[Data provided — start]

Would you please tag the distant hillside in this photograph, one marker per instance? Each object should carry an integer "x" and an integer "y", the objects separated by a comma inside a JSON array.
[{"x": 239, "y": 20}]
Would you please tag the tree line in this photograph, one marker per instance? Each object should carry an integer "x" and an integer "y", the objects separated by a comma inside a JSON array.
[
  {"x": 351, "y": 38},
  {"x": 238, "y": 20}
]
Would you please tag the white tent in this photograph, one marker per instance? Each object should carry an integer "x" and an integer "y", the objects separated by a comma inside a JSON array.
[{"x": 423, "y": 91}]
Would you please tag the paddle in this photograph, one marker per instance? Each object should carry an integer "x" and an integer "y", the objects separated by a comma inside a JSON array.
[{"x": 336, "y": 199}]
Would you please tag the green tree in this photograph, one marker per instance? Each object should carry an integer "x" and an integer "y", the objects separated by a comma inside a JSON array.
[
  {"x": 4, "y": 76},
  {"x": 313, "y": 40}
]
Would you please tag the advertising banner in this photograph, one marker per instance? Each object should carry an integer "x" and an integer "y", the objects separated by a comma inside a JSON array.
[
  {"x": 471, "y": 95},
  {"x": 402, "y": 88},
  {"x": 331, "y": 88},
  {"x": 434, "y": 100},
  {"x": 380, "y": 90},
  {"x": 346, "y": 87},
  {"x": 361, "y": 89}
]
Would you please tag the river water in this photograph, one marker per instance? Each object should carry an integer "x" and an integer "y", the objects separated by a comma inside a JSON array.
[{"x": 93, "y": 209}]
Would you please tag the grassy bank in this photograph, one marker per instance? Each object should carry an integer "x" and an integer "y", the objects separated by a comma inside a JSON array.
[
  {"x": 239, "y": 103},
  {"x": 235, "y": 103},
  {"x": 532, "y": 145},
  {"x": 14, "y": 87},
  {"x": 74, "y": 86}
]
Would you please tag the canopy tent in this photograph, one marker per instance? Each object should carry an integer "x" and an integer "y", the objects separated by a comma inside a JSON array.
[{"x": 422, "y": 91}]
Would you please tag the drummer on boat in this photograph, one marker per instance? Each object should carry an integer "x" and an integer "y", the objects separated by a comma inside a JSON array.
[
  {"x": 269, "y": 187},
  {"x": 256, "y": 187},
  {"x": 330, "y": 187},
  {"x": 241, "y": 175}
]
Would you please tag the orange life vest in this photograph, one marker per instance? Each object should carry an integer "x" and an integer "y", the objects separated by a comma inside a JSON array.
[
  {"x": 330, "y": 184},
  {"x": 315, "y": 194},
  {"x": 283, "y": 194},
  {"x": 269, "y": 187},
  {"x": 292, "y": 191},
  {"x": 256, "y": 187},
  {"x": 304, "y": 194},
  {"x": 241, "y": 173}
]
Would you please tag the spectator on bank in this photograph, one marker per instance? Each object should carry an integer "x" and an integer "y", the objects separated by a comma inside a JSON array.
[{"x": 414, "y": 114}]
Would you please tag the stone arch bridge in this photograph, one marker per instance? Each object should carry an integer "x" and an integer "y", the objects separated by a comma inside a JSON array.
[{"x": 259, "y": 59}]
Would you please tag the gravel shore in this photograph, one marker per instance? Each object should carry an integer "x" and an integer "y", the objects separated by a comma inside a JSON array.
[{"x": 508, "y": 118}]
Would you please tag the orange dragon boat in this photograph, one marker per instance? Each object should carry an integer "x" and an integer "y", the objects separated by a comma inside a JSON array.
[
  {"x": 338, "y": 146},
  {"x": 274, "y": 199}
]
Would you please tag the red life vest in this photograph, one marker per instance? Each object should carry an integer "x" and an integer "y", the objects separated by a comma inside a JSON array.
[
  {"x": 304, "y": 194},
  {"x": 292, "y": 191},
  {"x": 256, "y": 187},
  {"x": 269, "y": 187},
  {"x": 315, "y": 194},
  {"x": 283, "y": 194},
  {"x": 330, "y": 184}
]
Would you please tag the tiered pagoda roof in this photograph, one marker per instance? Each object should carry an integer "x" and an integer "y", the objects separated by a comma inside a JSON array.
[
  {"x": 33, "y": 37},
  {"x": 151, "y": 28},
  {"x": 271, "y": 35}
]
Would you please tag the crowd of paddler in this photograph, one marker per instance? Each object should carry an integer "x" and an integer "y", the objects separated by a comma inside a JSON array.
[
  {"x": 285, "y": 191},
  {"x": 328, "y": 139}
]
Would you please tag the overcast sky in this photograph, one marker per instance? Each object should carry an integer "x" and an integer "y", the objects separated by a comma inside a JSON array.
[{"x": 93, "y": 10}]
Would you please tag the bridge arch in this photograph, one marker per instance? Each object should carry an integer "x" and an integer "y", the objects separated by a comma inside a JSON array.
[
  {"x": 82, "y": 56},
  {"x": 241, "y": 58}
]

[Data provided — finish]

• Exercise details: Print all of the data exactly as it was given.

• Exercise answer:
Would you please tag the distant hillside in this photograph, one marker per instance? Each object should carry an integer "x" and an integer "y", the objects separated by a comma inside a JSON array.
[{"x": 239, "y": 20}]
Would you please tag the tree line in this photograph, one marker per instance? Each object should carry an integer "x" and an integer "y", the objects separated by a comma inside a JSON array.
[
  {"x": 351, "y": 38},
  {"x": 238, "y": 20}
]
Would you please tag the white tent in this photograph, one marker per instance? Each object should carry an integer "x" and an integer "y", the objects separated by a comma inside a JSON array.
[{"x": 423, "y": 91}]
Would you please tag the paddle in this photograph, one marker per instance? Each object should carry an integer "x" and an integer "y", the objects separated by a comma inside a JSON array.
[{"x": 336, "y": 199}]
Would you please tag the green tree in this photograph, one marker per instance? Each object should carry an integer "x" and an integer "y", the objects separated by a comma inside a JSON array.
[
  {"x": 4, "y": 76},
  {"x": 313, "y": 40}
]
Would you please tag the advertising banner in this photograph, one marker per instance? Each object should carry an integer "x" and an integer "y", the objects separated by a comma inside a JSON array.
[
  {"x": 471, "y": 95},
  {"x": 402, "y": 88},
  {"x": 331, "y": 88},
  {"x": 434, "y": 100},
  {"x": 380, "y": 90},
  {"x": 346, "y": 87},
  {"x": 361, "y": 89}
]
Would you please tag the river water in this photograph, one marker per instance? Each object should carry an integer "x" and an integer "y", the objects separated by a comma inside a JSON array.
[{"x": 93, "y": 209}]
Would you please tag the grassy bank in this photograph, one marker per instance? Each object should carry an integer "x" and an integer "y", the objects separated by a comma inside a JSON array.
[
  {"x": 239, "y": 103},
  {"x": 235, "y": 103},
  {"x": 532, "y": 145},
  {"x": 14, "y": 87},
  {"x": 74, "y": 86}
]
Would you please tag the canopy tent in this photograph, one marker per instance? Each object should carry an integer "x" and an integer "y", the objects separated by a comma inside a JSON array.
[{"x": 422, "y": 91}]
Would you please tag the drummer on boat in this photograph, one marker per instance? Each object should carry an integer "x" and an integer "y", the objects separated by a comma inside a JSON array.
[
  {"x": 269, "y": 187},
  {"x": 256, "y": 187},
  {"x": 330, "y": 187},
  {"x": 241, "y": 175}
]
Would you please tag the orange life vest in this photograph, one marker per instance? Each object should carry an integer "x" and an integer "y", the objects separated by a comma inside a JSON array.
[
  {"x": 330, "y": 184},
  {"x": 315, "y": 194},
  {"x": 283, "y": 194},
  {"x": 269, "y": 187},
  {"x": 292, "y": 191},
  {"x": 256, "y": 187},
  {"x": 304, "y": 194},
  {"x": 241, "y": 173}
]
Would you please tag the spectator on bank in this photograph, one marker per instance? Each object should carry an integer "x" and an integer "y", the objects separated by a comma inside a JSON array.
[{"x": 414, "y": 114}]
Would you please tag the stone arch bridge in this photograph, one marker per instance? Each object should carry an integer "x" and an integer "y", the objects separated by a comma inside a JSON array.
[{"x": 259, "y": 59}]
Would you please tag the gravel shore in this photograph, one marker per instance? Each object should carry an integer "x" and an integer "y", the objects separated by a comma inside a JSON array.
[{"x": 508, "y": 118}]
Would you please tag the orange dragon boat in this photograph, one marker per instance? Each object should carry an integer "x" and an integer "y", the objects separated by a comma inside a JSON array.
[
  {"x": 338, "y": 146},
  {"x": 274, "y": 199}
]
Would you please tag the red life vest in this photograph, one marker per instance? Each object should carry an integer "x" and an integer "y", the objects separated by a comma inside a JSON array.
[
  {"x": 304, "y": 194},
  {"x": 292, "y": 191},
  {"x": 256, "y": 187},
  {"x": 269, "y": 187},
  {"x": 315, "y": 194},
  {"x": 283, "y": 194},
  {"x": 330, "y": 184}
]
Would you please tag the tiered pagoda roof in this photograph, one marker per instance? Each object should carry an integer "x" and an integer "y", the objects separated by a comma inside a JSON array.
[
  {"x": 33, "y": 37},
  {"x": 151, "y": 28},
  {"x": 271, "y": 35}
]
Would you please tag the crowd of paddler in this photograph, one marker per instance? Each object should carry an integer "x" and an integer "y", the objects separated by a comma inside a JSON array.
[
  {"x": 285, "y": 191},
  {"x": 328, "y": 139}
]
Would you please tag the overcast sky in this photograph, one marker per instance? Each object should carry an integer "x" and an integer "y", the objects separated by a comma inside a JSON array.
[{"x": 93, "y": 10}]
Would you please tag the bridge arch in this photograph, one marker per instance? Each object should carry an integer "x" and an integer "y", the objects separated by a comma inside a JSON array.
[
  {"x": 82, "y": 56},
  {"x": 241, "y": 58}
]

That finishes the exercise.